Return all entries precisely as they stand, without the images.

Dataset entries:
========================
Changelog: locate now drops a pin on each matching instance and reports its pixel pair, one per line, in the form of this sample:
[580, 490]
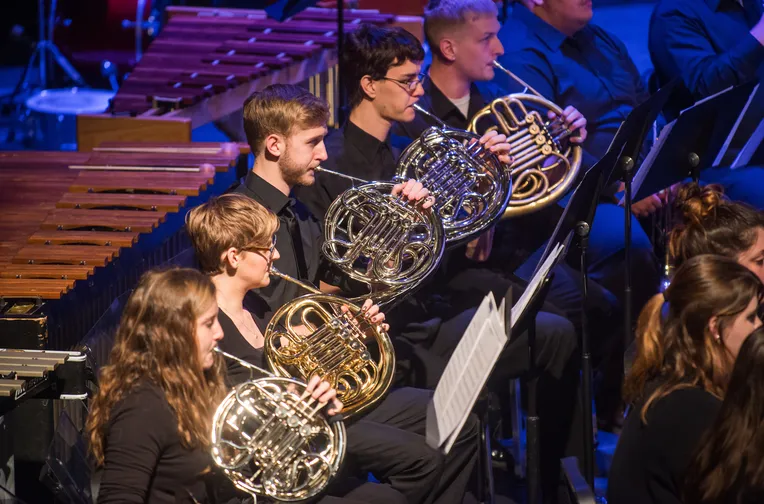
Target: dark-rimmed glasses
[409, 85]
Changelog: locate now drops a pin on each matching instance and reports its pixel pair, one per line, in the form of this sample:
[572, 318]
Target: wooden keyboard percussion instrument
[206, 61]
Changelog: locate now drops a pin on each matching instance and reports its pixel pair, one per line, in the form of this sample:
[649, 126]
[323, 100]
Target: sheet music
[733, 131]
[750, 148]
[647, 164]
[465, 374]
[535, 283]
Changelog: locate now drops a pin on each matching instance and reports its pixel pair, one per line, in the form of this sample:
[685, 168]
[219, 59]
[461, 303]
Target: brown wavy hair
[675, 347]
[709, 223]
[156, 342]
[728, 466]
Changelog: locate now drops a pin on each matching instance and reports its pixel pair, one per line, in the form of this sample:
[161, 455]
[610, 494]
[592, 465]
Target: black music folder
[582, 205]
[630, 137]
[691, 143]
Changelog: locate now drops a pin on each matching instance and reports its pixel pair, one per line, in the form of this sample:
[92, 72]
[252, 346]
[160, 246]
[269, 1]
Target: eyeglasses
[270, 249]
[409, 85]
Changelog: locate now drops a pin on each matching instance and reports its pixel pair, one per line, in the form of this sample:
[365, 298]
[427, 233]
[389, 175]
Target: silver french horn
[471, 186]
[271, 439]
[381, 240]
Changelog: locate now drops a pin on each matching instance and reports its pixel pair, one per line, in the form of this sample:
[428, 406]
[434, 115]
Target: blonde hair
[442, 16]
[156, 342]
[278, 109]
[228, 221]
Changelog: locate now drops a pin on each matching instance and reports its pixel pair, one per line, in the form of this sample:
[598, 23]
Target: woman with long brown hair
[150, 422]
[729, 465]
[709, 223]
[687, 340]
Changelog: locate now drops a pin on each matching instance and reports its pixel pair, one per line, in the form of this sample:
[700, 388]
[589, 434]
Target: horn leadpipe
[517, 79]
[431, 116]
[341, 175]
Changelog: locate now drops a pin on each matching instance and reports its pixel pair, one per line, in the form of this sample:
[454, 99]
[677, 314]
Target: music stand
[527, 321]
[629, 139]
[691, 142]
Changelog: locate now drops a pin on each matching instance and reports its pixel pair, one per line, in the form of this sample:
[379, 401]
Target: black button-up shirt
[440, 106]
[280, 292]
[592, 71]
[707, 43]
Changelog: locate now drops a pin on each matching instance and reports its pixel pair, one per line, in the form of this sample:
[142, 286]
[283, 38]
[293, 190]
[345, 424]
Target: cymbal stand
[46, 53]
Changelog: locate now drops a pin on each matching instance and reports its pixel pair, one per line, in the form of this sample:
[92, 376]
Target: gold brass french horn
[471, 186]
[313, 335]
[543, 168]
[271, 439]
[382, 240]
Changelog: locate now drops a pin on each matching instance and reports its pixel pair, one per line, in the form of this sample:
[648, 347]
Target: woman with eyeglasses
[687, 340]
[709, 223]
[233, 239]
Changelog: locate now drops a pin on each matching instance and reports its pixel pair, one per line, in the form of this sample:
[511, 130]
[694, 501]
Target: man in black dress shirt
[712, 45]
[382, 67]
[285, 127]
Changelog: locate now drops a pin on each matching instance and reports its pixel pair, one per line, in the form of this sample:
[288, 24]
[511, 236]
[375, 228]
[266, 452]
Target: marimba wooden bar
[206, 61]
[79, 228]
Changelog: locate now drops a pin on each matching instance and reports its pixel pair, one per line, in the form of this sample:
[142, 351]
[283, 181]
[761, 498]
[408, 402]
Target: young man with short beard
[285, 127]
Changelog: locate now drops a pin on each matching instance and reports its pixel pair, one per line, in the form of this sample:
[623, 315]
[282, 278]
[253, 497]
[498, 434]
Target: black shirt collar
[548, 34]
[444, 108]
[268, 195]
[368, 145]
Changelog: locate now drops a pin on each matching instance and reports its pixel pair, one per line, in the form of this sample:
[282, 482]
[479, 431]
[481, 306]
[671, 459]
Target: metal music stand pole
[340, 66]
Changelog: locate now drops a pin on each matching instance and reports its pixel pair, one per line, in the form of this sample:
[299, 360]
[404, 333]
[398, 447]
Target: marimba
[80, 228]
[206, 61]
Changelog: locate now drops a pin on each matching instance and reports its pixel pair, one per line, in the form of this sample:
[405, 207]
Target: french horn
[545, 165]
[271, 439]
[321, 334]
[471, 186]
[382, 240]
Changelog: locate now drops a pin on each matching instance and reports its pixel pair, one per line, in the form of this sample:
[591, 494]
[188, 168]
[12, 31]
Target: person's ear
[447, 48]
[274, 145]
[369, 86]
[713, 327]
[232, 258]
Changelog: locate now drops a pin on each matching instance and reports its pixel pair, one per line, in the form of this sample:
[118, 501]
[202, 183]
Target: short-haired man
[285, 127]
[382, 67]
[463, 37]
[552, 46]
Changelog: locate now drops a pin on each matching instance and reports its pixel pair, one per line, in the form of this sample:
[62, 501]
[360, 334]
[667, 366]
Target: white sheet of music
========================
Expected output:
Changelog: locate now drops a pin on each matching instance and reports its pixel pair, one per line, in the form of this sample:
[580, 490]
Target: dark-rimmed glasses
[409, 85]
Changelog: locate now drops a pin on each matching instance and reports its pixel pair, one per line, in the form of this sample:
[572, 318]
Target: wooden keyboard percussion instrument
[206, 61]
Changelog: locate now drops a pin on each matching instance and reports its pixel pair, one per line, in the form of this sample:
[649, 126]
[323, 100]
Target: sheet music
[733, 131]
[750, 148]
[647, 164]
[465, 374]
[535, 283]
Changelog: locate now drops a pin on each matching instance and reports its pixel pair, one per line, in the form of this sample:
[685, 168]
[219, 59]
[461, 303]
Target: brown wavy hair
[675, 347]
[709, 223]
[156, 342]
[728, 466]
Changelog: locate now drops a pin on each matching instance and reports its pixel pair, one per line, in the form of this sample:
[161, 455]
[610, 494]
[592, 465]
Target: black music folder
[582, 205]
[630, 137]
[691, 143]
Changelog: locate now drops a pin on each matching instance and reports its pixel pair, one per line, in the form of this sample:
[92, 72]
[252, 346]
[160, 246]
[269, 1]
Target: eyeglasses
[270, 249]
[409, 85]
Changelog: locate now drops a pin on each matching instance and reports its pixel pair, one per line, in the form of this sample:
[365, 298]
[427, 233]
[389, 175]
Target: silver french horn
[471, 186]
[271, 439]
[381, 240]
Changelog: locate now drops a pin on each matching instance and reports its pixel pair, one per line, in the form of this sample:
[428, 406]
[434, 115]
Target: blonde hair
[442, 16]
[156, 342]
[278, 109]
[228, 221]
Changelog: locate now drops a pin on each matching instance and reports its pixel pair, one per line, in the form of this sample:
[598, 23]
Target: woman with long brown hair
[150, 422]
[729, 465]
[709, 223]
[687, 340]
Changelog: locate now drops a pin on each matching instance and reports its pixel pair, one per line, in the form of this sample:
[700, 388]
[589, 434]
Target: horn leadpipe
[517, 79]
[431, 116]
[341, 175]
Changelog: locate now drops a pin on each matching instance and reports its pixel pair, one per line, in the form of this sample:
[454, 99]
[677, 314]
Target: music stand
[527, 321]
[629, 139]
[691, 142]
Changelog: locate now drops a pin on each matching instance and reports its pixel pair, one per line, in the form of this sample:
[379, 401]
Target: black button-up shirt
[440, 106]
[280, 292]
[592, 71]
[707, 43]
Changelog: locate now drops a pin on each matching instance and reports its pixel pair, one per line, in the form of this sample:
[142, 286]
[283, 38]
[293, 190]
[345, 424]
Target: cymbal stand
[46, 53]
Changelog: locate now drops a pin on each matching instance and reports its pixel pair, one per line, in the form of this sample:
[92, 376]
Target: gold brass french horn
[471, 186]
[313, 335]
[543, 168]
[271, 439]
[382, 240]
Changelog: locate now drops a pin on each matching instance and reports its pixel pair, one per line, in the form of this sample:
[648, 347]
Target: woman with eyeglasses
[687, 340]
[709, 223]
[233, 239]
Changelog: locate now drops a pin on each matching instance and reports its pixel pair, one per line, in the form of this sample:
[511, 130]
[694, 501]
Target: man in black dress shirt
[712, 45]
[382, 67]
[285, 127]
Changelog: locate now drops a pin on each matching instance and reports its pixel pair, one per line, in the form of this sample:
[288, 24]
[511, 236]
[375, 228]
[266, 452]
Target: marimba wooden bar
[206, 61]
[79, 228]
Changelog: locate now drops a pin on each matching instance and reports its pixel pair, one per line, in the form of this sample:
[142, 351]
[283, 181]
[761, 498]
[408, 402]
Target: young man with short beard
[285, 127]
Changelog: locate now drops a pin on each matching instance and reports its pixel pair, one per line, in the form of this sample:
[623, 315]
[282, 278]
[253, 497]
[498, 434]
Target: black shirt collar
[548, 34]
[444, 108]
[268, 195]
[368, 145]
Changelog: locate now drops a pin on each matching instance and reports its pixel pair, one per line, in the form of this sample:
[282, 482]
[479, 431]
[481, 306]
[671, 459]
Target: metal music stand pole
[340, 66]
Changelog: locate now drops a pin on each matching instance and reports its pixel pair, one per line, in the form of this sample:
[299, 360]
[404, 333]
[398, 447]
Target: marimba
[80, 228]
[206, 61]
Changelog: locate now drops a pin on each matching instance and reports its pixel pair, one per line, in the form of this sample:
[405, 207]
Target: french horn
[545, 165]
[271, 439]
[321, 334]
[471, 186]
[382, 240]
Changelog: locate now drops a pin on each matching instance and reports its pixel pair, one per line, in the form of this sample:
[591, 494]
[188, 168]
[12, 31]
Target: person's ear
[447, 48]
[274, 145]
[369, 86]
[713, 327]
[232, 258]
Changelog: locate now drops a pin on each matching instance and reports its pixel pair, one per line, in the form of this sample:
[118, 501]
[202, 183]
Target: short-haired man
[285, 127]
[382, 67]
[463, 37]
[552, 46]
Changelog: locate now drops a pin on each matching instance and reports its pixel pair, one per line, in the form of this sample:
[62, 501]
[360, 334]
[667, 366]
Target: white sheet of music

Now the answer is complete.